(Excerpt to read):
══════════

At the March 8 hearing on the motion to withdraw, Claudia was accompanied by Cheri Honkala, a national housing advocate from the Poor People's Economic Human Rights Campaign. Honkala, who is not an attorney, requested, on Claudia's behalf, that the Court allow Claudia more time to find counsel. The Court granted the request and continued the hearing until April 6. By letter dated March 31, 2011, however, Claudia's withdrawing counsel notified the Court that Claudia had informed him that she would not seek the appointment of Fisher as her guardian ad litem and had decided to represent herself pro se in the proceedings. A teleconference on the motion was held and the Court granted counsel's motion to withdraw on April 8.
Mar. 8, 2011 Tr. before this Court 19.
Id. at 19-20.
A credibility hearing was finally scheduled to be held in Dover on July 14-15, 2011. At the hearing, however, Claudia informed the Court that she had filed the preceding day a Notice of Removal in the Federal District Court for the District of Wilmington and a Preemptory Writ of Prohibition with the United States Court of Appeals for the Third Circuit and that she, therefore, objected to proceeding with the hearing. Although the notice and writ are largely incomprehensible, Claudia apparently attempted to remove this action to federal court by claiming federal question jurisdiction based on allegations of racial discrimination. The Third Circuit denied the writ on August 19, 2011, for lack of jurisdiction, and the District Court dismissed the removal action as untimely on September 15, 2011, remanding the case back to this Court.

══════════

(What you will do):
Extract the full court excerpt, reproducing every word of it. The records were taken from a separate source.

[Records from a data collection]
══════════

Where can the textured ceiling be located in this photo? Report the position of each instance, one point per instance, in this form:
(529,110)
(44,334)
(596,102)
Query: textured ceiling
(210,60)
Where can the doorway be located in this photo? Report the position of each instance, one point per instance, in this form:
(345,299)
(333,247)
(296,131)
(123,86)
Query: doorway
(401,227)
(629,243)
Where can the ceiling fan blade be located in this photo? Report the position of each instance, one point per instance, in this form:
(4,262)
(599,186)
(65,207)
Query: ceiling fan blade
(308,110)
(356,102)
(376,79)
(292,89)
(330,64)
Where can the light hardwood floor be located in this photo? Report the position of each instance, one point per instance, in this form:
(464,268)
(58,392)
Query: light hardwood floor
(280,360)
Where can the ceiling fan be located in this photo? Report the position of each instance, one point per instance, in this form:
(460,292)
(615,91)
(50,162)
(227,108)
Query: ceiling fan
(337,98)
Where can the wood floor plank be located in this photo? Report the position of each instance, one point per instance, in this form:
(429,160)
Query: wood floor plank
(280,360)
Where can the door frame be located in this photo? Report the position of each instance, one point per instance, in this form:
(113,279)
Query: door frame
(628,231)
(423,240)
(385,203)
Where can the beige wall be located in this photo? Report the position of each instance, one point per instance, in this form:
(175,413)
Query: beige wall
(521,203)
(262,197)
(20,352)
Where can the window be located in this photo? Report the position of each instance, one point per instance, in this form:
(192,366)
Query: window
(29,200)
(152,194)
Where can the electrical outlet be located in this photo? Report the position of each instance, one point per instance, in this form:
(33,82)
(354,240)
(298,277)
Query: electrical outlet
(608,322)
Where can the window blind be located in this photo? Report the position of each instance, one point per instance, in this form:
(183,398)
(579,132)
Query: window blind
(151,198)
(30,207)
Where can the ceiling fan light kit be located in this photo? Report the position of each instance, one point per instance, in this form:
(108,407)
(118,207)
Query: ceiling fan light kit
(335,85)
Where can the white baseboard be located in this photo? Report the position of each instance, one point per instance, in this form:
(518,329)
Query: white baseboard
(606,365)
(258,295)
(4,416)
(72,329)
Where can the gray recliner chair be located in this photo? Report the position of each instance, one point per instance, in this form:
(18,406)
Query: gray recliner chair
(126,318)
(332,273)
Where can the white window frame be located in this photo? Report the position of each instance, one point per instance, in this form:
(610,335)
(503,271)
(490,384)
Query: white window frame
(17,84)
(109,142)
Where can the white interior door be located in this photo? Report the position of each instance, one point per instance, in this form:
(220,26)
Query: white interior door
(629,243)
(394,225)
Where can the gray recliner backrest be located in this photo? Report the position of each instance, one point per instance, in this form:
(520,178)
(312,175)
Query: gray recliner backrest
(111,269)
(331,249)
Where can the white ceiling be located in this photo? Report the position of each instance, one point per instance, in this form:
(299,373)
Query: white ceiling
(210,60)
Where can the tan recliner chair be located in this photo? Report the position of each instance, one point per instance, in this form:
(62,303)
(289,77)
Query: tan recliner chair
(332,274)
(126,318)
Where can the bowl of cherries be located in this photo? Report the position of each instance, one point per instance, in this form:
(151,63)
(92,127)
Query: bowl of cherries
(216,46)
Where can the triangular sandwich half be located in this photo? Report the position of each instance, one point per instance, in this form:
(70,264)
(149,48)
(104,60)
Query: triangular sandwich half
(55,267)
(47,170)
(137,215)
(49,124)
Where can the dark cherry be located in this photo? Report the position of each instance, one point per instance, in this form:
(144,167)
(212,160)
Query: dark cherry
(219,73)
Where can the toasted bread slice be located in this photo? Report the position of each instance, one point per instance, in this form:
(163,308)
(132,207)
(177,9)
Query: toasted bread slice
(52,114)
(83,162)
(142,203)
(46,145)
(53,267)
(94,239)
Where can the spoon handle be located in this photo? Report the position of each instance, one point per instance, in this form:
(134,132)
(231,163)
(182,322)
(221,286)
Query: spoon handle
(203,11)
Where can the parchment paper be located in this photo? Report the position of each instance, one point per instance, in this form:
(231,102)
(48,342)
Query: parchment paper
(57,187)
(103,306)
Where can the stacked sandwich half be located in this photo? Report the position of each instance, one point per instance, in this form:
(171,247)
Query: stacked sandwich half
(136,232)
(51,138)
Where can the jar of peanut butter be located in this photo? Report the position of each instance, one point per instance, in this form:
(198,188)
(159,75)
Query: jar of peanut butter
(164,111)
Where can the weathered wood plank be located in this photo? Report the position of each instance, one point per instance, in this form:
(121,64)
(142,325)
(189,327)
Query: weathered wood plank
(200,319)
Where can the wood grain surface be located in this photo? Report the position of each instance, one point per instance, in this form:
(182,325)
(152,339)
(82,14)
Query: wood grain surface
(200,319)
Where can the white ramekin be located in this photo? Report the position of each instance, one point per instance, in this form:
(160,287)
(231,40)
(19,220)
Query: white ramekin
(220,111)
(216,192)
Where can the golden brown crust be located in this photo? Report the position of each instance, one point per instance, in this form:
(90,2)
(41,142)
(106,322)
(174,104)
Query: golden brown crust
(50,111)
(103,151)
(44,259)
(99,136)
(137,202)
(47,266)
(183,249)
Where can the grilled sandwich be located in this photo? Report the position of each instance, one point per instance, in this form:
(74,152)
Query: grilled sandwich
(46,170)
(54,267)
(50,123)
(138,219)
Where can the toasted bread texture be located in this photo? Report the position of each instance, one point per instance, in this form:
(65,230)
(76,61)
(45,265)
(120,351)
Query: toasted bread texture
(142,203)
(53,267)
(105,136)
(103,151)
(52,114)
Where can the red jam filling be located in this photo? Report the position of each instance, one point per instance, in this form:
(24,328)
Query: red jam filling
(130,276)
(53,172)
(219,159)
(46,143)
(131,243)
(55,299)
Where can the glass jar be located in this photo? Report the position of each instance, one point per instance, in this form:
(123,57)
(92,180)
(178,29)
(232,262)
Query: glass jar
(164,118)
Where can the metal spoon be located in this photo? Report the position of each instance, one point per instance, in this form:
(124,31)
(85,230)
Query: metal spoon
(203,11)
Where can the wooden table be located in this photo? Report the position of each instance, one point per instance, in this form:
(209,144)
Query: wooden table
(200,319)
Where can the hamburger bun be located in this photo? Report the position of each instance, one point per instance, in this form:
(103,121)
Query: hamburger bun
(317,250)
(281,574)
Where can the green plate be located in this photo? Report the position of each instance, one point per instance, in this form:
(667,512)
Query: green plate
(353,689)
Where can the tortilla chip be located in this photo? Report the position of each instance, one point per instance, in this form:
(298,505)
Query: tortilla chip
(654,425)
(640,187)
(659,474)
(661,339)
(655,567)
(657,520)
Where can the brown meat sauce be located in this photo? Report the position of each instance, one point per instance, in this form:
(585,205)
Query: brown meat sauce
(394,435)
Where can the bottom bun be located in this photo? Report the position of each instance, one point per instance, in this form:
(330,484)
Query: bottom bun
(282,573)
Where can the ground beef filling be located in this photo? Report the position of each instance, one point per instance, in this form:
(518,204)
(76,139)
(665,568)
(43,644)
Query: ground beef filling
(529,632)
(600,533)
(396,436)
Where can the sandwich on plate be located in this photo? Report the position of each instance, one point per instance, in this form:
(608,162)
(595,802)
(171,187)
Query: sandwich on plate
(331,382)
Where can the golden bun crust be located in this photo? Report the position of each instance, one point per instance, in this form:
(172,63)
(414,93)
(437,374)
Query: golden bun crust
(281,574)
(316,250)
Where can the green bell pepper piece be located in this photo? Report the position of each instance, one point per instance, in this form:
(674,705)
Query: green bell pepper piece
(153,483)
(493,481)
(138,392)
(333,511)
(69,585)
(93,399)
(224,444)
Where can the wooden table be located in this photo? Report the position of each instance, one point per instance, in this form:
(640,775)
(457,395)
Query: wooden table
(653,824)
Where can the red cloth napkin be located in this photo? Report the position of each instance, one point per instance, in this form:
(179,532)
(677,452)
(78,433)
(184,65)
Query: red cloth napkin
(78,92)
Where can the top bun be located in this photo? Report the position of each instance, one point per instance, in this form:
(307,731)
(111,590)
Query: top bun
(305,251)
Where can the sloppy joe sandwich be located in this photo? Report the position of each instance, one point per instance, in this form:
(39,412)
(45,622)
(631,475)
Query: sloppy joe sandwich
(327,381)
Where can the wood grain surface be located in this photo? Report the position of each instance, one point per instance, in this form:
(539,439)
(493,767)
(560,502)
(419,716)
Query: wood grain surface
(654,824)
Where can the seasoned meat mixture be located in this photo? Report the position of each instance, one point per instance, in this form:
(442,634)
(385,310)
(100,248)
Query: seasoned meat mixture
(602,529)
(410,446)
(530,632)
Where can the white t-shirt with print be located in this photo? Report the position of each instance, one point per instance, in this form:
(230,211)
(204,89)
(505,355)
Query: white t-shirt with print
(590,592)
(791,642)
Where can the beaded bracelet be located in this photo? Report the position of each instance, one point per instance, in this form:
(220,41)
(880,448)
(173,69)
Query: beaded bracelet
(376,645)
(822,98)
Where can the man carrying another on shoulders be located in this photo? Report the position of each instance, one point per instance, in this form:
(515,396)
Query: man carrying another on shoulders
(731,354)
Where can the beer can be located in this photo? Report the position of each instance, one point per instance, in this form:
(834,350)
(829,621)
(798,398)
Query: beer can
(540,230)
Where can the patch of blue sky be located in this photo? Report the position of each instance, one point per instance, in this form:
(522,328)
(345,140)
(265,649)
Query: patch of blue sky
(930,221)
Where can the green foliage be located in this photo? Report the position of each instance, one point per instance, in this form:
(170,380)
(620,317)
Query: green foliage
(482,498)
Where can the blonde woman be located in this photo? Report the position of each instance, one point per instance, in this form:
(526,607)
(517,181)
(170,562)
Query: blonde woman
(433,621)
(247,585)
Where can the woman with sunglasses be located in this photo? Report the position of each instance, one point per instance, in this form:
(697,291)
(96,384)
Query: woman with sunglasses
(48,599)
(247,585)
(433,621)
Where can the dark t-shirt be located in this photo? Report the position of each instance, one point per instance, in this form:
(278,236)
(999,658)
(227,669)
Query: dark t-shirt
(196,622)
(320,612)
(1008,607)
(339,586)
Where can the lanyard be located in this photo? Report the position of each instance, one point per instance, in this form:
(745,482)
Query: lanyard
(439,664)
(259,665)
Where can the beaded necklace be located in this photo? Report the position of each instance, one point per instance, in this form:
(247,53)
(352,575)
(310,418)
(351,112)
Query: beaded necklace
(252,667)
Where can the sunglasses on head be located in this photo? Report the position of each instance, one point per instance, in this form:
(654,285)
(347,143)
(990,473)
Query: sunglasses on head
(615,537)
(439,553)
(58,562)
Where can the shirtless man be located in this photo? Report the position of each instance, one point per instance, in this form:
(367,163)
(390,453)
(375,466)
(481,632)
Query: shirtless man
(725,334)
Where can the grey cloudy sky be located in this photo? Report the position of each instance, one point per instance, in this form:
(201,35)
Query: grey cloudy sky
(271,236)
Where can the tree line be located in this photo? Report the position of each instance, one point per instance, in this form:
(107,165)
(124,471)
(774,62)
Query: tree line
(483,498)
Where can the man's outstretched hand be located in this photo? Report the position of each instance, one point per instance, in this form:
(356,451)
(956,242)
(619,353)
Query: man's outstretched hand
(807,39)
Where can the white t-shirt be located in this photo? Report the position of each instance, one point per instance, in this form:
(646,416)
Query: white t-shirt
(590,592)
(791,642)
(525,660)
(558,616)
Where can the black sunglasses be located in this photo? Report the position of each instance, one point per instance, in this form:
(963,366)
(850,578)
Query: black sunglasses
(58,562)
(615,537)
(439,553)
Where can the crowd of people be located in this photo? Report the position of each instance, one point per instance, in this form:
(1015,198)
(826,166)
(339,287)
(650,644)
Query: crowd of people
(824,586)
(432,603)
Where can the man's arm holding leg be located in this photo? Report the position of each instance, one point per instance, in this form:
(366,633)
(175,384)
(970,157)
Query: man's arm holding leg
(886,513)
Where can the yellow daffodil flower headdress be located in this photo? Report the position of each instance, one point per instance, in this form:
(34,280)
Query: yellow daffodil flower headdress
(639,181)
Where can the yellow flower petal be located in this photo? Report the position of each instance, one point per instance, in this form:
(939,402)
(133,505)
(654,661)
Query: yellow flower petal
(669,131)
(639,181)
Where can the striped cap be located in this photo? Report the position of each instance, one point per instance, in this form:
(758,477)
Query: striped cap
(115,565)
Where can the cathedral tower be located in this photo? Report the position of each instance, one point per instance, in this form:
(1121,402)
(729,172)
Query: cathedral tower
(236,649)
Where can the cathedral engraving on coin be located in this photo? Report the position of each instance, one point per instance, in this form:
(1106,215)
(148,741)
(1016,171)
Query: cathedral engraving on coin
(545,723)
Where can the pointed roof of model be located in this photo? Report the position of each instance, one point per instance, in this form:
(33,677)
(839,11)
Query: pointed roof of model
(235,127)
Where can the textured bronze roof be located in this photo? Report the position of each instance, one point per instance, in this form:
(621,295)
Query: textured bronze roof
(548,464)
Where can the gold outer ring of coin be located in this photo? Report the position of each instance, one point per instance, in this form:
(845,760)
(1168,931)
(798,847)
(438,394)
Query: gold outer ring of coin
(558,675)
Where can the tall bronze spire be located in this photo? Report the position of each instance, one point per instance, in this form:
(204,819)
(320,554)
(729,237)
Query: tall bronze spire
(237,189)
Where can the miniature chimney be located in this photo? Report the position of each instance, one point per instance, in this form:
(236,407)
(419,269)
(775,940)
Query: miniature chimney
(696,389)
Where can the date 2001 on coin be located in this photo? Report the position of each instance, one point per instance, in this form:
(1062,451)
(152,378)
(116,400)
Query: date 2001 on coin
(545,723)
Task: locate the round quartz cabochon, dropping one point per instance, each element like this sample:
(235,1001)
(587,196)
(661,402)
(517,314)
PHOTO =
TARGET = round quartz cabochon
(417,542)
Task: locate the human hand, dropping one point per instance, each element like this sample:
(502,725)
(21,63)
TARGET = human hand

══════════

(Task response):
At the March 8 hearing on the motion to withdraw, Claudia was accompanied by Cheri Honkala, a national housing advocate from the Poor People's Economic Human Rights Campaign. Honkala, who is not an attorney, requested, on Claudia's behalf, that the Court allow Claudia more time to find counsel. The Court granted the request and continued the hearing until April 6. By letter dated March 31, 2011, however, Claudia's withdrawing counsel notified the Court that Claudia had informed him that she would not seek the appointment of Fisher as her guardian ad litem and had decided to represent herself pro se in the proceedings. A teleconference on the motion was held and the Court granted counsel's motion to withdraw on April 8.
Mar. 8, 2011 Tr. before this Court 19.
Id. at 19-20.
A credibility hearing was finally scheduled to be held in Dover on July 14-15, 2011. At the hearing, however, Claudia informed the Court that she had filed the preceding day a Notice of Removal in the Federal District Court for the District of Wilmington and a Preemptory Writ of Prohibition with the United States Court of Appeals for the Third Circuit and that she, therefore, objected to proceeding with the hearing. Although the notice and writ are largely incomprehensible, Claudia apparently attempted to remove this action to federal court by claiming federal question jurisdiction based on allegations of racial discrimination. The Third Circuit denied the writ on August 19, 2011, for lack of jurisdiction, and the District Court dismissed the removal action as untimely on September 15, 2011, remanding the case back to this Court.